(Records from a dataset)
Content starts

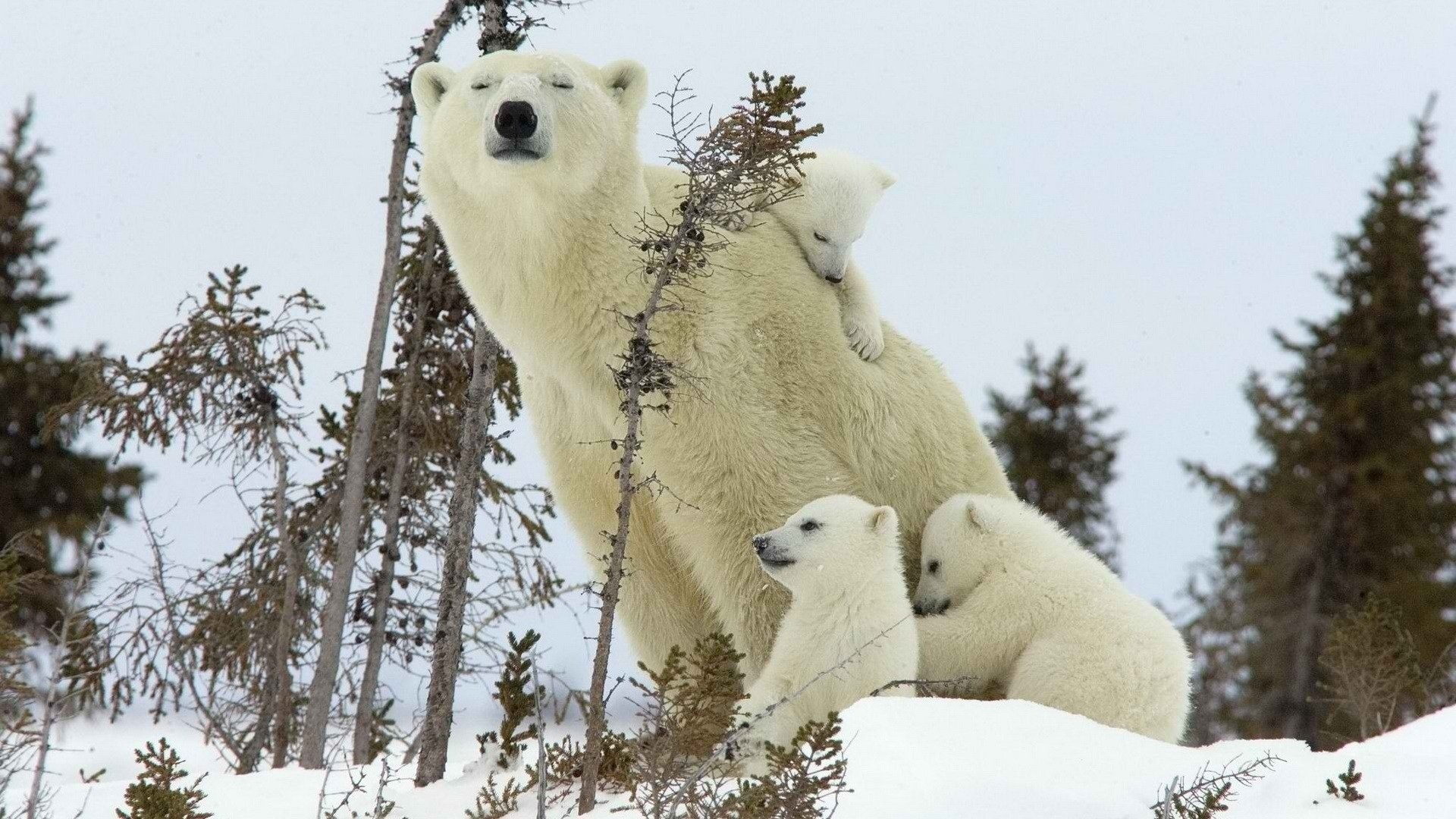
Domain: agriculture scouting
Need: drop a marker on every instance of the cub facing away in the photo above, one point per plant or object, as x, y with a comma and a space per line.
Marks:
1011, 598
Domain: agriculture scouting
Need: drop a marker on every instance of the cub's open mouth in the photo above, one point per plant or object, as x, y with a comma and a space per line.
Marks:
516, 153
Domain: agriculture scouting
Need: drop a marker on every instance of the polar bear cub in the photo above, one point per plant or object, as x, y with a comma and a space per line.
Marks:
849, 627
1025, 605
827, 215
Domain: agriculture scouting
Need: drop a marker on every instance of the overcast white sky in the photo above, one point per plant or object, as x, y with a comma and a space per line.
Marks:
1152, 184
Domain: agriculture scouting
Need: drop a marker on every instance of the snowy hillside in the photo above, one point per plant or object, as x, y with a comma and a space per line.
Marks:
925, 758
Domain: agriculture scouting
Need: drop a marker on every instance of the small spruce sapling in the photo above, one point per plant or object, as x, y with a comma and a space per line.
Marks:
517, 698
804, 780
1347, 784
153, 795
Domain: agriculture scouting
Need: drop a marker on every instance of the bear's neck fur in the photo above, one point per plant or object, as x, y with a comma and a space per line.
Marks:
535, 261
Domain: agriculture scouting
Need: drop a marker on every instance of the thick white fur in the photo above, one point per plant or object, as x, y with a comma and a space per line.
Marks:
780, 410
1033, 610
827, 215
851, 615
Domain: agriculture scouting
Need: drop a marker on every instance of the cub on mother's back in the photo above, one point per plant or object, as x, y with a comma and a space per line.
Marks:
1012, 598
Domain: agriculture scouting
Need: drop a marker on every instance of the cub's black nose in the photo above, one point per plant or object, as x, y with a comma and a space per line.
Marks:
516, 120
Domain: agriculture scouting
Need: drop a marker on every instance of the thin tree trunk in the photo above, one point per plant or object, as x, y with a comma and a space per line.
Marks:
612, 588
351, 506
389, 551
444, 665
53, 684
287, 611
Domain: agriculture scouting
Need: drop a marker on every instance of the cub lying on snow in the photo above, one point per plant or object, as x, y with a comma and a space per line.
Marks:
849, 627
1014, 599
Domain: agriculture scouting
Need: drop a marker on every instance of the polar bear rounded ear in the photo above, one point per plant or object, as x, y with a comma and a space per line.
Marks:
884, 178
428, 85
626, 82
883, 521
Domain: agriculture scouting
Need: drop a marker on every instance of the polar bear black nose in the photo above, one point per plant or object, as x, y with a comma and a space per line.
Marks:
516, 120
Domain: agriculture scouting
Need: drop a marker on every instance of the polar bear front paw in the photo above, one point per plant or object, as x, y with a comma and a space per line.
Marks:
865, 335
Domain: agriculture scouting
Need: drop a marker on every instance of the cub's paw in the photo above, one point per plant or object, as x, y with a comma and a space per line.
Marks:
865, 337
746, 755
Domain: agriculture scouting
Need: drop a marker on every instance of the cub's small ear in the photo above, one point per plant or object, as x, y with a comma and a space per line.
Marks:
884, 178
428, 85
883, 521
626, 82
971, 516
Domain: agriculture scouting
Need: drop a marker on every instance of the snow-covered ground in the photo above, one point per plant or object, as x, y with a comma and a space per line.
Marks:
924, 758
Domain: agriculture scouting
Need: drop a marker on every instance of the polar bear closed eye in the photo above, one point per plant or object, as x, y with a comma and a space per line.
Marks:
827, 215
1011, 598
849, 617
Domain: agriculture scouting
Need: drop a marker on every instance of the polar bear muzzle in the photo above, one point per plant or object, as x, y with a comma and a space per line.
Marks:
516, 136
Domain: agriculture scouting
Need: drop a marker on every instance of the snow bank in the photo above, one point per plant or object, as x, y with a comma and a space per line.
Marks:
927, 758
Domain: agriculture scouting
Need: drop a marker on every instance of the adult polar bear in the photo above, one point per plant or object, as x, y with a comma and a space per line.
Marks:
530, 168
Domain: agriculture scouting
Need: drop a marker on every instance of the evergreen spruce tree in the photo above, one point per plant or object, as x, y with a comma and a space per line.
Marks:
50, 490
1056, 452
1357, 494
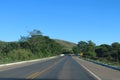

Content ends

* **WHAT IS BEING ASKED**
Here the job is to retype exactly the lines that start at the one containing "Need: drop a marker on every instance of the evergreen" and run through the end of the records above, leaving out pictures.

* **OUTPUT FOR THIS TASK**
Need: drop a marker on every instance of the evergreen spruce tree in the photo above, one point per plant or object, as x, y with a comma and a space per line.
Marks:
50, 490
1056, 452
1357, 494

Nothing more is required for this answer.